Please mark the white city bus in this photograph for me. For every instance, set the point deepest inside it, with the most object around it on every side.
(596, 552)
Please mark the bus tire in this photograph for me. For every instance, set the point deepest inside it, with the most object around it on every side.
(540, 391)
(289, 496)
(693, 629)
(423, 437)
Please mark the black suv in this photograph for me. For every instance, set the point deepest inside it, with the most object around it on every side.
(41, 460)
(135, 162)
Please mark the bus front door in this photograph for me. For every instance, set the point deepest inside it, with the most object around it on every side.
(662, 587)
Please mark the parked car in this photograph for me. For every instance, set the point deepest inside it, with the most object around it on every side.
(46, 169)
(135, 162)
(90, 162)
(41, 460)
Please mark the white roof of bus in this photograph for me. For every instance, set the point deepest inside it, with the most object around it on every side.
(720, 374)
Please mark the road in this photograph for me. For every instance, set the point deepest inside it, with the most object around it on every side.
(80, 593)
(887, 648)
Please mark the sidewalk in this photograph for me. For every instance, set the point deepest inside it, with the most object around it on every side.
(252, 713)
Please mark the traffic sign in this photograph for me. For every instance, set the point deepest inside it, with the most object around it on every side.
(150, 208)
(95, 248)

════════════════

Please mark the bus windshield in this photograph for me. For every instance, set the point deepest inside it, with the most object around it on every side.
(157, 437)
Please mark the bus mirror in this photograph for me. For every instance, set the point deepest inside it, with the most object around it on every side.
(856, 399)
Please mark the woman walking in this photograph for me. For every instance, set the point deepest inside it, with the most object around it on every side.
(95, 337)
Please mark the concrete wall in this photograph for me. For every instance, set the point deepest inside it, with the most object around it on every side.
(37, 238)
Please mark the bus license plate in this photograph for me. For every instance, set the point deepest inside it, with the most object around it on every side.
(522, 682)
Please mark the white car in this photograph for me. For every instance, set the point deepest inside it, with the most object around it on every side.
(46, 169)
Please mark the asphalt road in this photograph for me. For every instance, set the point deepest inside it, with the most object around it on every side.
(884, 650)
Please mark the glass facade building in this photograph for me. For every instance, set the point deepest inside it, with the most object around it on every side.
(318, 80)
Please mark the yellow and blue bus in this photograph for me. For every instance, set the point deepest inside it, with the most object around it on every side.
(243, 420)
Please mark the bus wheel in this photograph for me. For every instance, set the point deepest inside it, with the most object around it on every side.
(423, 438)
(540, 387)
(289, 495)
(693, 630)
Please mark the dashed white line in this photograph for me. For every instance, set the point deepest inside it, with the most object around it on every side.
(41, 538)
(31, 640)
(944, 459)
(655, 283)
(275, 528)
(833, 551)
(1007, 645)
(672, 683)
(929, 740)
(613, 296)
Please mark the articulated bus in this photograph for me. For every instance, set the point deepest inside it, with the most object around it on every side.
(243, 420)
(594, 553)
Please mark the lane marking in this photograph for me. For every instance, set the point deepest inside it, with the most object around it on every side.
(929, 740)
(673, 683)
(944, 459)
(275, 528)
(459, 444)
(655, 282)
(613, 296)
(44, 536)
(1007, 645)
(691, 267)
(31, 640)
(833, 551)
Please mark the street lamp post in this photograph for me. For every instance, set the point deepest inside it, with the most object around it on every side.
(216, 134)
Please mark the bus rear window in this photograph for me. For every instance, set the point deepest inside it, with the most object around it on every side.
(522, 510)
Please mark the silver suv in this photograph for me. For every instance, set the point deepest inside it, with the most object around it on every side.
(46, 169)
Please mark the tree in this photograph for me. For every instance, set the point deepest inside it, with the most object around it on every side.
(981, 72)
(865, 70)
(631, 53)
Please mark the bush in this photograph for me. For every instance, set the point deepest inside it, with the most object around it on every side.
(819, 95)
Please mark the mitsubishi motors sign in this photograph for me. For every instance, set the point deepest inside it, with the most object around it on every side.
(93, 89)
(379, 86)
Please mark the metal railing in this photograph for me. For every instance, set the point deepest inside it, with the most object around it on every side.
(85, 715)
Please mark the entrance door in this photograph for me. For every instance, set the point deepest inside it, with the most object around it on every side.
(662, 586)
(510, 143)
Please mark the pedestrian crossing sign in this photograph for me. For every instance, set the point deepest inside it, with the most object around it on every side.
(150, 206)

════════════════

## Required task
How many lines in the records above contain the string "door", matching case exactly? Reply with the number only.

## Solution to this problem
2